Sobrevivamos
Primeiro conheci a Luana, mas já conhecia o Paulo. Ficou confuso, né? Explico: do casal, primeiro conheci a Luana, mas, individualmente, o Paulo já era dos meus confirmados antes, como se diz lá no serviço - éramos colegas. Bom, isso esclarecido, vamos à crônica.
Minha colega Mary, certo dia, mostrou-me algo em seu celular:
- Olha, João, o Paulinho tá de namorada. Tá no Face dele.
Olhei, achei legal, passou o tempo.
Em outubro de 2022, durante o VIIIº Sarau Literário de Charqueadas, estávamos eu e minha esposa no teatro do CEU Jorge Afre, no Bairro Sul América, durante uma das atividades noturnas do evento. A Luana também, nova no grupo, atriz e escritora, muito talentosa e inteligente. Ao fim da noite, recém morando na cidade, tava meio perdida e oferecemos uma carona de táxi pra a Vila Otília, onde residia. Durante o trajeto, conversa vai e vem, disse onde seu marido trabalhava, então deduzi que era meu colega e perguntei seu nome. "O nome dele é Paulo". "Ah, lá tens uns oito paulos". "Paulo Peixoto". "Ah, o Paulinho, claro que conheço". Assim conheci pessoalmente a namorada do Paulinho que a Mary me mostrara.
Tirávamos plantões juntos, conversávamos sobre religião, emprestava-me uns livros bem legais a respeito e comprava echarpes e camisetas que ele trazia de suas viagens à Israel. Aliás, adorava aviões e voar, paixão que compartilhava com seu filho, do qual seguido falava com muito orgulho por o mesmo estar estudando para se tornar piloto. Depois que conheci a Luana, falávamos sobre ela, estava muito feliz com esse relacionamento. Certa feita dei uma carona de táxi pra ele na largada do plantão, que pediu pra ficar perto do Desco, na faixa.
----
* [O que fazer]
(a) Na crônica, em que bairro fica o teatro do CEU Jorge Afre?
(b) Transcreva da crônica o trecho que vai de "Sobrevivamos" até "passou o tempo.".
Os registros não têm nada a ver com a crônica.
----
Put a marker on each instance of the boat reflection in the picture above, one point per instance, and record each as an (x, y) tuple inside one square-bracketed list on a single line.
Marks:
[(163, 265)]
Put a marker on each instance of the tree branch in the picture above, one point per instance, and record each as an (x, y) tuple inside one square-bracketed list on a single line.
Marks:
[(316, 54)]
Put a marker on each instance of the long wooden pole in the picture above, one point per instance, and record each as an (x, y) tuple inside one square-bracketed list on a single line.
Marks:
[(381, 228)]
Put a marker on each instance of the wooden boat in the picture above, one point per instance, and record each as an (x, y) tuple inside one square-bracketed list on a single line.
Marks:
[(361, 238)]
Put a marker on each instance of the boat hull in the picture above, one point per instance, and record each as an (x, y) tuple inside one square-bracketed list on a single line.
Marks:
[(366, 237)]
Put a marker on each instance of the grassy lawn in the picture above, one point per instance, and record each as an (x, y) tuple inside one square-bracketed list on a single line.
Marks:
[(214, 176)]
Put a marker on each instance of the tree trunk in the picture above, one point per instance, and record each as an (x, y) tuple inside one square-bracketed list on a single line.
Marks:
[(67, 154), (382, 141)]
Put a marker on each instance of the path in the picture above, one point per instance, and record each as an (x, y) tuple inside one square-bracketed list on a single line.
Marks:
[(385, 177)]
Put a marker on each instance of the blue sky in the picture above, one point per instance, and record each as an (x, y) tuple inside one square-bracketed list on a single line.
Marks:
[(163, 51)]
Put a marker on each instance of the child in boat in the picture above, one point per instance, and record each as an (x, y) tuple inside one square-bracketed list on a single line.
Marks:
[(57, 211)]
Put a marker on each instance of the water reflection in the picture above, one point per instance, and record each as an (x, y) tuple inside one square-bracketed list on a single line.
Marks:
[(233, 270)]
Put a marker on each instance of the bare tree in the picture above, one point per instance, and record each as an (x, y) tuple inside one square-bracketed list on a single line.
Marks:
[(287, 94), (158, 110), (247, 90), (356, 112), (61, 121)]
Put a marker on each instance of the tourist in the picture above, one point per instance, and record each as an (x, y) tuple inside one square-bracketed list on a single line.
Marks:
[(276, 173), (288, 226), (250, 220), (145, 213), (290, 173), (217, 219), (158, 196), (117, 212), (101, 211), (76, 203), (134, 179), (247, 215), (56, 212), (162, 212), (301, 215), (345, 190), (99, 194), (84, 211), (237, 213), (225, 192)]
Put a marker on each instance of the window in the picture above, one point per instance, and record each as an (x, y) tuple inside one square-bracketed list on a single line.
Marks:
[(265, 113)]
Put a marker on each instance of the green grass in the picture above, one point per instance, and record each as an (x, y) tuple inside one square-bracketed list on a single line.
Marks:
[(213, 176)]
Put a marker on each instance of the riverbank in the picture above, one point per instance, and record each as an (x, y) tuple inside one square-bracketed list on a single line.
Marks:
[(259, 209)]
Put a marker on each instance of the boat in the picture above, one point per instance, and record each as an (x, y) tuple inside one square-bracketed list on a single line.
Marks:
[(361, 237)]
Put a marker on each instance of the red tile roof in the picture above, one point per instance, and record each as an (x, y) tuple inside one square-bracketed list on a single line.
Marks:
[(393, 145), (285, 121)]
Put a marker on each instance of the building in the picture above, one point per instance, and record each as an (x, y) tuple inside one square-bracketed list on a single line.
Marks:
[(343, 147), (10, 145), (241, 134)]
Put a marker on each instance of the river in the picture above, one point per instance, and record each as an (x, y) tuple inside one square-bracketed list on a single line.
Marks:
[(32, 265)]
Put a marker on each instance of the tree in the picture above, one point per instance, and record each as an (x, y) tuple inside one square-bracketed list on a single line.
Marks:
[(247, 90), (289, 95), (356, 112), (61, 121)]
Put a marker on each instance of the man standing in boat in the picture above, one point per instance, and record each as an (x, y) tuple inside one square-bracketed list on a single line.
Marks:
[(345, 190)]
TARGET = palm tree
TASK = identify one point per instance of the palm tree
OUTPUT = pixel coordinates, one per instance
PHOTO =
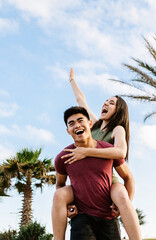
(25, 172)
(145, 77)
(141, 217)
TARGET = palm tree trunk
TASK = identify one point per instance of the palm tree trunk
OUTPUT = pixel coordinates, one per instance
(27, 201)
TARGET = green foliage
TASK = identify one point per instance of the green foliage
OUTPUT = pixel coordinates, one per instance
(26, 172)
(8, 235)
(34, 231)
(144, 78)
(141, 217)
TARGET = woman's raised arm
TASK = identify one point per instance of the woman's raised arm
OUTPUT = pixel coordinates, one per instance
(80, 98)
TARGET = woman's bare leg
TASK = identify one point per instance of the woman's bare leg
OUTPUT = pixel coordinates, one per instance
(62, 197)
(128, 214)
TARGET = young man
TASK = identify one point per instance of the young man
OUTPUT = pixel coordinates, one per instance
(91, 180)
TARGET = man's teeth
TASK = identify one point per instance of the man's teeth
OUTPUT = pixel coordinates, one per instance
(79, 132)
(105, 111)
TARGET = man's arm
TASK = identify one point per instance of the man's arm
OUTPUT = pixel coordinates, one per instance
(125, 173)
(60, 180)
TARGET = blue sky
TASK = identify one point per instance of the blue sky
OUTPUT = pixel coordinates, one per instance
(39, 42)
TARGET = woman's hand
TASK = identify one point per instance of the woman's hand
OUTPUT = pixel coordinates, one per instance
(115, 210)
(71, 77)
(72, 211)
(75, 154)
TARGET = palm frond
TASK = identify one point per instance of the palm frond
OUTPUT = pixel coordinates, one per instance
(150, 47)
(146, 66)
(149, 115)
(144, 77)
(141, 98)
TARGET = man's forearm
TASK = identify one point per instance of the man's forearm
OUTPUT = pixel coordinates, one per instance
(130, 186)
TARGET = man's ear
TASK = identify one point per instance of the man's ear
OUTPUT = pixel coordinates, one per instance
(90, 124)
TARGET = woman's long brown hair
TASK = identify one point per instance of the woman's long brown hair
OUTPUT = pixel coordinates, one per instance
(120, 117)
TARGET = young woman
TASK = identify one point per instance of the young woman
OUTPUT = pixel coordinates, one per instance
(113, 127)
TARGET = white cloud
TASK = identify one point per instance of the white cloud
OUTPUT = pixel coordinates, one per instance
(144, 135)
(30, 133)
(7, 25)
(44, 117)
(5, 152)
(91, 73)
(4, 93)
(8, 109)
(92, 28)
(38, 134)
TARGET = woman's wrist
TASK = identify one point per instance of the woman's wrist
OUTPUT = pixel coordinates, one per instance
(71, 79)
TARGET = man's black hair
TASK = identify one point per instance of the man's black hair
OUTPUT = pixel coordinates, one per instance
(74, 110)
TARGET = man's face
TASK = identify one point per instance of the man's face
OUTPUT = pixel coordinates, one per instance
(78, 126)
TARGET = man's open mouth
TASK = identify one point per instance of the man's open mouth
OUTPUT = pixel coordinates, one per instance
(78, 132)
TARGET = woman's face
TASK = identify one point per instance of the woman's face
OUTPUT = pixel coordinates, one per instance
(108, 109)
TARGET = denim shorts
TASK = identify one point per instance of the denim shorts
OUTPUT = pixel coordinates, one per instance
(86, 227)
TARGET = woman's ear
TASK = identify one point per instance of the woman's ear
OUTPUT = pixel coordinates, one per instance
(90, 124)
(68, 131)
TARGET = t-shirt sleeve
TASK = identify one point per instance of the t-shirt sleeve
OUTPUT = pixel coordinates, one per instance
(118, 162)
(59, 165)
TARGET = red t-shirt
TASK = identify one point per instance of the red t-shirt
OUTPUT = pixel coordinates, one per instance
----
* [Exercícios resolvidos]
(a) No Bairro Sul América.

(b)
Sobrevivamos
Primeiro conheci a Luana, mas já conhecia o Paulo. Ficou confuso, né? Explico: do casal, primeiro conheci a Luana, mas, individualmente, o Paulo já era dos meus confirmados antes, como se diz lá no serviço - éramos colegas. Bom, isso esclarecido, vamos à crônica.
Minha colega Mary, certo dia, mostrou-me algo em seu celular:
- Olha, João, o Paulinho tá de namorada. Tá no Face dele.
Olhei, achei legal, passou o tempo.